--- Goal ---
Pick up the post about pg_subtrans not being extended during pg_basebackup and continue it from its last sentence.

--- Start of Passage to read ---

Hi all,
I've get found out that issue in my project.
Update in PRIMARY while pg_basebackup is performing,
Can cause the STANDBY could not UPDATE after promote.
In Standby Node, when first XID of a page come, pg_subtrans
must be extended by ExtendSUBTRANS function.
But if that XID created while pg_basebackup (with "-x" option)
was performing, it did not extend.
Due to that, after basebackup complete, start that DB and do
promote complete. It failed in SAVEPOINT UPDATE query like follows.
---
postgres=# BEGIN;
postgres=# SAVEPOINT testsavepoint;
postgres=# UPDATE test_tbl SET name = 'test';
ERROR: could not access status of transaction 1409172
DETAIL: Could not read from file "pg_subtrans/0015" at offset 131072: Success.
---
I've also confirm source and realize that,
When StartupXLOG call RecordKnownAssignedTransactionIds(in the "main redo apply loop"), the "standbyState" still
was STANDBY_INITIALIZED, so it is returned without goto
ExtendSUBTRANS (to check and extend space for pg_subtrans).

--- End of Passage to read ---
--- Start of Record excerpts ---

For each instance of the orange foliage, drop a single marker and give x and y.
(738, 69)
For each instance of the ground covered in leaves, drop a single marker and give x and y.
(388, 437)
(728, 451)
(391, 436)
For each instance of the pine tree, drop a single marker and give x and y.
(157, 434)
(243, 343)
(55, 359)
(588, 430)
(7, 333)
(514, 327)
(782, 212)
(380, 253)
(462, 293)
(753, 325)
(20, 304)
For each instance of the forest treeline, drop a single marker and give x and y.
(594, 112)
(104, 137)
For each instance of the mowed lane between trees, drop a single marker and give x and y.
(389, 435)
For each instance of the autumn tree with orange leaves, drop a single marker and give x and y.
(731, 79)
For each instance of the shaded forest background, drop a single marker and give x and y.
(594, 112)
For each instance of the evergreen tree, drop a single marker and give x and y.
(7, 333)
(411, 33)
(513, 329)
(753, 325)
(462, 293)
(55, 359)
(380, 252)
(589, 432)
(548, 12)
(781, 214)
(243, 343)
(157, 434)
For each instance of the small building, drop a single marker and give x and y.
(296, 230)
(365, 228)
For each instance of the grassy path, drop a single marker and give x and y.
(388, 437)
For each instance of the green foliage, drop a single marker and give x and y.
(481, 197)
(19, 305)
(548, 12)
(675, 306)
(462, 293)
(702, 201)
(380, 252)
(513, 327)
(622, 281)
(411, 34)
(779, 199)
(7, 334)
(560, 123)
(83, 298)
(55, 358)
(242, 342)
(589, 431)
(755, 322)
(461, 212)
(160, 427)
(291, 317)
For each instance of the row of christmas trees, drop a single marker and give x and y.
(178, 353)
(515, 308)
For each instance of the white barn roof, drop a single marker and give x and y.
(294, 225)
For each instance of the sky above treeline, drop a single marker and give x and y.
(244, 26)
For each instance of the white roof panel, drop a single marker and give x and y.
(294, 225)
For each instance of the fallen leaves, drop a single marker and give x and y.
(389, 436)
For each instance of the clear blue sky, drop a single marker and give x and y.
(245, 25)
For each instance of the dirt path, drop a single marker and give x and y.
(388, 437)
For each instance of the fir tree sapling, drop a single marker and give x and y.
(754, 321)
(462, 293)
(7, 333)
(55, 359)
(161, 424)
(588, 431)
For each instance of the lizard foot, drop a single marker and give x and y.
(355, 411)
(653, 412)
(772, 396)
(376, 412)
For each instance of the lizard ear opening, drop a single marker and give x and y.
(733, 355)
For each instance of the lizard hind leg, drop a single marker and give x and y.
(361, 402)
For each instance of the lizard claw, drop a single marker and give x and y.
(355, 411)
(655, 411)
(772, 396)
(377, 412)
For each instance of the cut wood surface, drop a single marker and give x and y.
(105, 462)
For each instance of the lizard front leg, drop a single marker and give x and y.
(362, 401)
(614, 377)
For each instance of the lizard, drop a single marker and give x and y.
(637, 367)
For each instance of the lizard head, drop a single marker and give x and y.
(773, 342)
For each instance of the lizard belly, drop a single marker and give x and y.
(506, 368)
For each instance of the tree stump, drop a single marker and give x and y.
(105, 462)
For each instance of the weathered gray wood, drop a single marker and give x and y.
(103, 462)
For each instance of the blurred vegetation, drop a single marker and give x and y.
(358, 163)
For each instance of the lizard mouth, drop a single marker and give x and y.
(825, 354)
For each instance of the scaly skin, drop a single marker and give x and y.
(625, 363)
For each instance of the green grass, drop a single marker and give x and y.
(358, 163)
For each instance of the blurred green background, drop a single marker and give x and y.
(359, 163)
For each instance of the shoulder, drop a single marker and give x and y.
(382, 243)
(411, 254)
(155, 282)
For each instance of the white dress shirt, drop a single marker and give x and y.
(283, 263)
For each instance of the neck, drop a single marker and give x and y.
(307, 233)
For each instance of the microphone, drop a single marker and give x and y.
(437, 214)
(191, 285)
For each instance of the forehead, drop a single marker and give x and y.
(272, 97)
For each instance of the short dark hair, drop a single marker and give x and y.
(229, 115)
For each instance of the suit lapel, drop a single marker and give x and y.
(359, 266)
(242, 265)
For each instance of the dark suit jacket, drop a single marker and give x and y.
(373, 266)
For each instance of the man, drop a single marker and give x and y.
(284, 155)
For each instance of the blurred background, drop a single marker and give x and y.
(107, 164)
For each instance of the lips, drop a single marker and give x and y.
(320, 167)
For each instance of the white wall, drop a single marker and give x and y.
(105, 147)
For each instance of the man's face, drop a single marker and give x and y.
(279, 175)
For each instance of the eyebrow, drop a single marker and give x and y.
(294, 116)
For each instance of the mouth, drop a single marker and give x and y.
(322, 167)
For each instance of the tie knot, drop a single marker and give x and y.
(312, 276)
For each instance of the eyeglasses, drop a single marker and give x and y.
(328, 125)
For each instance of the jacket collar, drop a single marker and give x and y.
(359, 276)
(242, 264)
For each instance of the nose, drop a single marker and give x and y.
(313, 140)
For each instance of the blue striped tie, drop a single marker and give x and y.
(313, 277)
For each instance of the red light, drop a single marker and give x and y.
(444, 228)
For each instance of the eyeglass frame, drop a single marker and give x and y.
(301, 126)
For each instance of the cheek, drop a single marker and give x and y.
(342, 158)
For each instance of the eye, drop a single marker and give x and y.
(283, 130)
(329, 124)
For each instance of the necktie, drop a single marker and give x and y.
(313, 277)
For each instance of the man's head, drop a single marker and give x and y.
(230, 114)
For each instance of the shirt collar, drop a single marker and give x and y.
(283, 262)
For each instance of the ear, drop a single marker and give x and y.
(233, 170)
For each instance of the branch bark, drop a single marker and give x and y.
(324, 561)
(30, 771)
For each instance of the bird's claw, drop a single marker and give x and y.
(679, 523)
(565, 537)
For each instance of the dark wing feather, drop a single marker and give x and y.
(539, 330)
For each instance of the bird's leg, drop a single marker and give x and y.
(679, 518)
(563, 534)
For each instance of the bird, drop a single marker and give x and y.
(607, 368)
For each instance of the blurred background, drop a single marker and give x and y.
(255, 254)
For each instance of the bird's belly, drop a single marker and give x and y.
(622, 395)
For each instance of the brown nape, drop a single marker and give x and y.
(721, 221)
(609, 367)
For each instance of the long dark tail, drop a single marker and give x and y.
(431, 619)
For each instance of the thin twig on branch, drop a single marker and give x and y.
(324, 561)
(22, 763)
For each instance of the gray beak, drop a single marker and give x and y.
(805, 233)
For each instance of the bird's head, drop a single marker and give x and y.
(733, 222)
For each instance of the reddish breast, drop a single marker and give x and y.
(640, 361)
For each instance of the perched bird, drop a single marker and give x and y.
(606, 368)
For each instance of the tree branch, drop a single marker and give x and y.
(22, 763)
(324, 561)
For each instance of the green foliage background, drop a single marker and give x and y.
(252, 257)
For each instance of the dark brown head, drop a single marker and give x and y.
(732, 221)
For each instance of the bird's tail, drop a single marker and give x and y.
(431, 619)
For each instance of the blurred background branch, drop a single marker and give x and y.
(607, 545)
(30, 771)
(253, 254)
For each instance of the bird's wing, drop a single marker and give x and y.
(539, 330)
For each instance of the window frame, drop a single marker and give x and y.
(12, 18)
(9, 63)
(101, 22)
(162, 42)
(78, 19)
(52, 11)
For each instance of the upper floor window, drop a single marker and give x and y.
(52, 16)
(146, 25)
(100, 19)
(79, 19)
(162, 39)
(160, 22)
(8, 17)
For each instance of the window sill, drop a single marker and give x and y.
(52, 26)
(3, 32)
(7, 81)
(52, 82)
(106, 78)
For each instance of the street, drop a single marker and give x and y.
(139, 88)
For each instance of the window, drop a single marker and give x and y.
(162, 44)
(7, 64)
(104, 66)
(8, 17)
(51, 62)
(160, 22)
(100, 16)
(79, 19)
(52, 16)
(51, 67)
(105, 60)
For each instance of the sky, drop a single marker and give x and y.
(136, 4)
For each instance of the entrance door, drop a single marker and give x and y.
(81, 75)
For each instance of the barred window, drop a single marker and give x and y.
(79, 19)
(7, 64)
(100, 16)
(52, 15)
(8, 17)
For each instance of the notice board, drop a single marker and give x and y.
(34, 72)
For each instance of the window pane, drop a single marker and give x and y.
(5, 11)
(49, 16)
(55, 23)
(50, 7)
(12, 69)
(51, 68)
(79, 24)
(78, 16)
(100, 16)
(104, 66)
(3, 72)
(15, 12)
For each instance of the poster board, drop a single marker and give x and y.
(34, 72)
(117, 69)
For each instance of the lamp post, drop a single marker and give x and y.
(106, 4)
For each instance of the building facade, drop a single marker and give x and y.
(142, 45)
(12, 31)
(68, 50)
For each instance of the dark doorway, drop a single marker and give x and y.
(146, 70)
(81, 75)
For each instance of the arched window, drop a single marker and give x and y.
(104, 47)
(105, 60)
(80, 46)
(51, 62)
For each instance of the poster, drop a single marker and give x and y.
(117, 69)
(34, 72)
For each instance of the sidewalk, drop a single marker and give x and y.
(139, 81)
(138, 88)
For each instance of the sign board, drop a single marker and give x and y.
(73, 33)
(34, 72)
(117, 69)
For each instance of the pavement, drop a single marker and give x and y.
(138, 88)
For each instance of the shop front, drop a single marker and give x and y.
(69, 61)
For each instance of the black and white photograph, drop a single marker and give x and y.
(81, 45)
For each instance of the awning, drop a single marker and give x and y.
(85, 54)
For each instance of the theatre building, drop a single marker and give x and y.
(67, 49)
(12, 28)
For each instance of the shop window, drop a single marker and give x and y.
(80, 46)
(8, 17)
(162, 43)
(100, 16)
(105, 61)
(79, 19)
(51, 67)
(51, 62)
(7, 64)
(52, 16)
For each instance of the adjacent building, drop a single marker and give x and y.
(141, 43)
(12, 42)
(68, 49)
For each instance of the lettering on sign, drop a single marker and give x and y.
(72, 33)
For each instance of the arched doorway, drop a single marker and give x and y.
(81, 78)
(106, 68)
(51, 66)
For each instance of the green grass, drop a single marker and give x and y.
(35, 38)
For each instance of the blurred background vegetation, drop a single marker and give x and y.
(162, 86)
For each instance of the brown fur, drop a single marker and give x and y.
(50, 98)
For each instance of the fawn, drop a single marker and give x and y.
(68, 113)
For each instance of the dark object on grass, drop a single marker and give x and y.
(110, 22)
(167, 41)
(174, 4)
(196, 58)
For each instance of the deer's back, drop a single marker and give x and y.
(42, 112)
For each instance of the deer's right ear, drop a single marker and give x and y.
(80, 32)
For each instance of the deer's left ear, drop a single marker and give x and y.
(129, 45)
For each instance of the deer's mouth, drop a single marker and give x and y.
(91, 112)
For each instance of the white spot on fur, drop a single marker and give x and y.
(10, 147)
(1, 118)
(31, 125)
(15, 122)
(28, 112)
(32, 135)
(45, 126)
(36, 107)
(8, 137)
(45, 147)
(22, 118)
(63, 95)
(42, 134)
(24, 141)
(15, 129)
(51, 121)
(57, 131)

--- End of Record excerpts ---

--- Task output ---
Therefor, after STANDBY promote, when UPDATE query made by
SAVEPOINT is executed, the process as follow is performed
and get the above ERROR in SimpleLruReadPage function.
AssignTransactionId => SubTransSetParent => SubTransSetParent => SimpleLruReadPage
I think that ExtendSUBTRANS must be called even if "standbyState"
in STANDBY_INITIALIZED in order to avoid the case above.
I also attach a patch. Could anyone confirm for me.
Regard,
---
Dang Minh Huong
NEC Soft,Ltd.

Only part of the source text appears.